[BEGIN Task material]

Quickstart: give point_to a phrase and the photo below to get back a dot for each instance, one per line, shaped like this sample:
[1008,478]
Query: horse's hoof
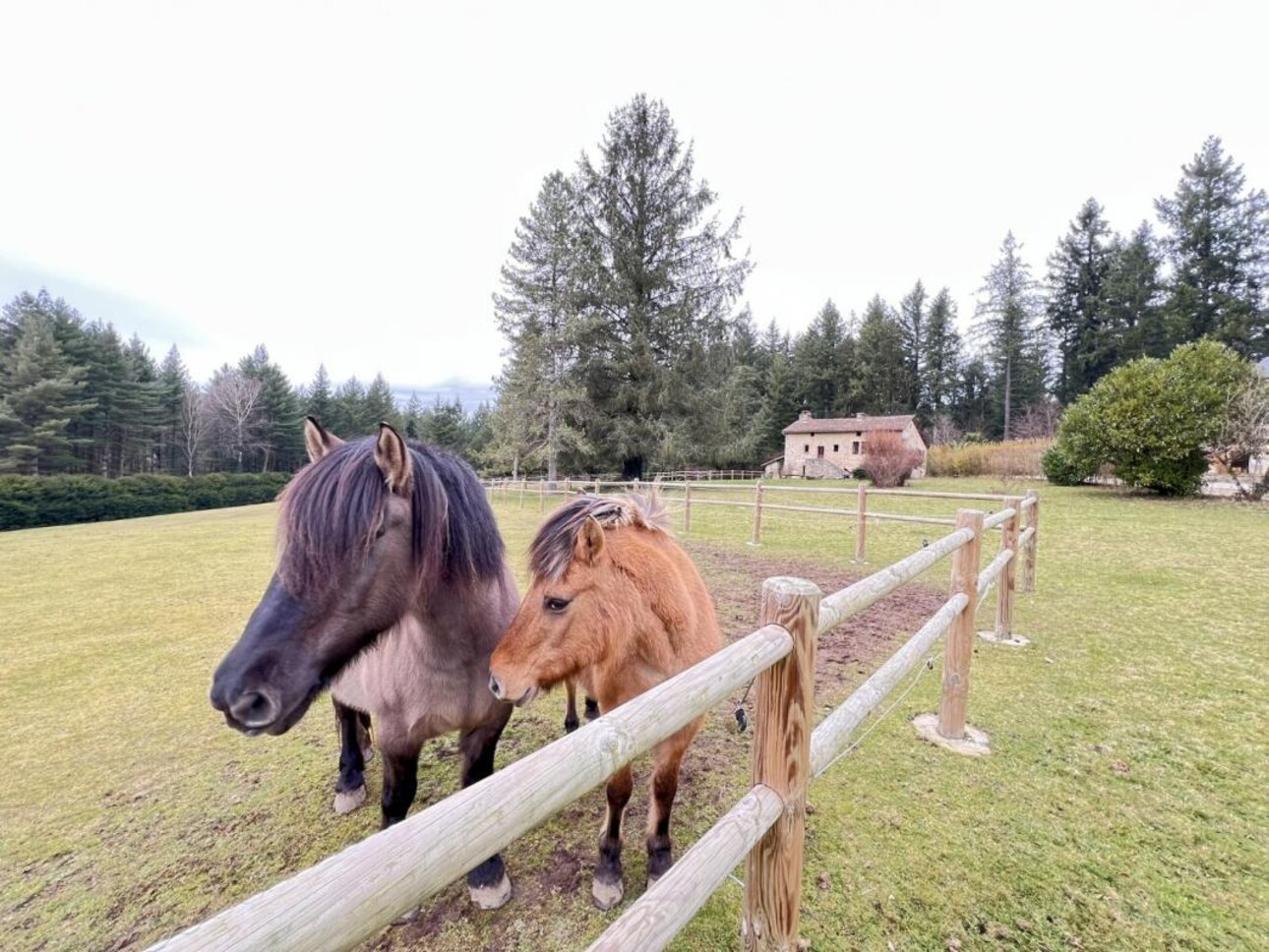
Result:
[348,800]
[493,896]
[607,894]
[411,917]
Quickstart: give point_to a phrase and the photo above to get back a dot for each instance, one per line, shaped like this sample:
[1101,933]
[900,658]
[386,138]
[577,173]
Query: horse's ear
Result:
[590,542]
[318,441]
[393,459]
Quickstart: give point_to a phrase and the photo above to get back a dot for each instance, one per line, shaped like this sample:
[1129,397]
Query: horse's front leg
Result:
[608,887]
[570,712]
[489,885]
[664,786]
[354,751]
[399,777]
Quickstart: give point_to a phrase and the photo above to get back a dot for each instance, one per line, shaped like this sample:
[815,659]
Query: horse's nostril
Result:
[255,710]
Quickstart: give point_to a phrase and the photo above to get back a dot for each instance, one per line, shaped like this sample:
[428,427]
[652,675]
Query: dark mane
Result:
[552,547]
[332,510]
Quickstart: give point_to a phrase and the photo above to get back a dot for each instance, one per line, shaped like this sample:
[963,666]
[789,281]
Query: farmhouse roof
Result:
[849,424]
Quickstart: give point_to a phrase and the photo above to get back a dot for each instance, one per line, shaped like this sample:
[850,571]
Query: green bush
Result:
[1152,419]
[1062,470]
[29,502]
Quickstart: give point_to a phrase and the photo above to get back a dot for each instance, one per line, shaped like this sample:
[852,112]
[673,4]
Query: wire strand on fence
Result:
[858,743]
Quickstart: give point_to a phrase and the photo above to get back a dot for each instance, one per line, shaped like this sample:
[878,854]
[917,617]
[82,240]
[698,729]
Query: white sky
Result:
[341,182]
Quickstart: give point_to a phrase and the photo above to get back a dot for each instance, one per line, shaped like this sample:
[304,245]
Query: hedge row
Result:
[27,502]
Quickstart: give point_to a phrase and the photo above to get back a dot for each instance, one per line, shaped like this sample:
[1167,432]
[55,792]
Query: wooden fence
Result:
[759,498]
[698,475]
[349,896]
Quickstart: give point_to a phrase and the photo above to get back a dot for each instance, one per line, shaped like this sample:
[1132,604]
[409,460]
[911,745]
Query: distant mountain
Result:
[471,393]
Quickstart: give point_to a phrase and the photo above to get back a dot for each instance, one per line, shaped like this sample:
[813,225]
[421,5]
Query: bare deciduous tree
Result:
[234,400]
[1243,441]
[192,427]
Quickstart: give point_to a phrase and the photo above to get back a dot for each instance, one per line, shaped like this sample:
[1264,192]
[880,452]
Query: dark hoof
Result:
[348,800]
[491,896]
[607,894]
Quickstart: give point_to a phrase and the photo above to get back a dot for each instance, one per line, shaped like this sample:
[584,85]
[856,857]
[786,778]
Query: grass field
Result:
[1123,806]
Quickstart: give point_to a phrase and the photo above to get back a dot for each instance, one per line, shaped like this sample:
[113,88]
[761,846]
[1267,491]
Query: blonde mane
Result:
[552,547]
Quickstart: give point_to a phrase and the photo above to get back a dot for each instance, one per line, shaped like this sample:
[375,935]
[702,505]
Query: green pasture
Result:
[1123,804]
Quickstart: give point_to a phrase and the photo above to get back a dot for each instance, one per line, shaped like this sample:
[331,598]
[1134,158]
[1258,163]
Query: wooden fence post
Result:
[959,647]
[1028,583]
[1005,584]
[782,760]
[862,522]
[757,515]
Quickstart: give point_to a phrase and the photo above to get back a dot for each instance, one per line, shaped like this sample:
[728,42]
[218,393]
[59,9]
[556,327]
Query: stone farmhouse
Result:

[END Task material]

* [Directions]
Please write out all of the material above without changing a word, and omit any pictures.

* [The solution]
Quickstart: give point_to a phrase and the photo below to get back a dot for each instance, one per line, shaped like this sample:
[1008,478]
Query: horse's hoof
Result:
[348,800]
[493,896]
[607,894]
[411,917]
Quickstart: give point_to a phrase and the photo above to get back a dot for each instance, one per line, shaped like this sample:
[1101,933]
[900,658]
[386,138]
[577,173]
Query: horse's ear
Result:
[590,542]
[318,441]
[393,459]
Quickstart: give point_to a phrase and the photo above to get back a dot for each instance, one per line, shaped like this sample:
[1129,397]
Query: horse's front leg
Result:
[608,887]
[570,712]
[489,885]
[664,786]
[354,751]
[399,777]
Quickstart: give point_to a phrase and the photo above to get back a dot for each instance, one per line, shaped like this sample:
[815,659]
Query: horse's nostril
Result:
[255,710]
Quickstart: give point_to a phrase and the photo above to get back a dot for each instance, one per line, shaped like this sample:
[428,427]
[652,675]
Query: dark mane
Result:
[552,547]
[332,510]
Quickstart: give point_to a phrase and the photo above to get back a dot for each instance, one per line, shaped like this sample:
[963,666]
[789,281]
Query: farmhouse roof
Result:
[849,424]
Quickstart: give point_to a phrase and the photo above to get back a dot for each instance, one per line, shaped like this sample:
[850,571]
Query: green bush
Result:
[1152,419]
[1062,470]
[29,502]
Quickstart: give point_to a phrase and the photo above to get back a dot for each instance, one per line, shaped like this sample:
[852,112]
[673,4]
Query: wire strand on fence
Result:
[858,743]
Quickstart: give point_to a phrase and the photo above to get back a dot for each instance, one per line, shaped like this sample:
[878,854]
[917,617]
[82,240]
[698,729]
Query: white sky
Result:
[341,182]
Quickstart: give point_to a phrase and the photo above to get back a dot for each instance, one per line, shaped like this sample:
[304,245]
Query: hedge row
Result:
[27,502]
Quickstart: give point_to a phrase and the photo above to get back a dot for each instance, one per line, shaped like this sample:
[1167,432]
[55,792]
Query: wooden fence
Result:
[759,498]
[698,475]
[349,896]
Quickstart: give point_to a phrase and the photo above to get back a dot for each instance, one per line, shaped like this sample:
[1132,604]
[409,460]
[911,745]
Query: distant mountain
Result:
[471,393]
Quickstart: give point_to a phrase and the photo above to get back a dot for each instance, one per line, shaped like this sample:
[813,225]
[421,5]
Query: bare deciduous tree
Result:
[234,400]
[1243,441]
[192,427]
Quickstart: give point_to a phrase and the photo above to get back a dot for each instance, one per line, shaped like this sample:
[1264,192]
[880,452]
Query: dark hoof
Result:
[348,800]
[491,896]
[607,894]
Quickstart: give point_to a phrase and the photo above to get back a dot for each instance, one per line, shaped like this sample:
[584,85]
[856,857]
[786,778]
Query: grass field
Result:
[1123,806]
Quickstart: give point_to a phrase and the photo above to get back a dot for each instance, one per line, shaped like this sample:
[113,88]
[761,846]
[1267,491]
Query: blonde mane
Result:
[552,547]
Quickstart: give point_to a phrase and the photo above to get back a dot for each instance, one per line, shaped like this sample:
[375,935]
[702,505]
Query: green pasture
Result:
[1123,804]
Quickstart: give point_to a phrase and the photo above to get back a dot for each instance, one per line, shaped like this sample:
[331,598]
[1134,158]
[1258,163]
Query: wooden fence post
Result:
[959,647]
[1028,583]
[1005,584]
[782,760]
[862,522]
[757,515]
Quickstart: give point_to a phrase and the photo above to get back a dot for each instance, one per line, shaped like this sample:
[728,42]
[218,393]
[59,9]
[556,327]
Query: stone farmhouse
Result:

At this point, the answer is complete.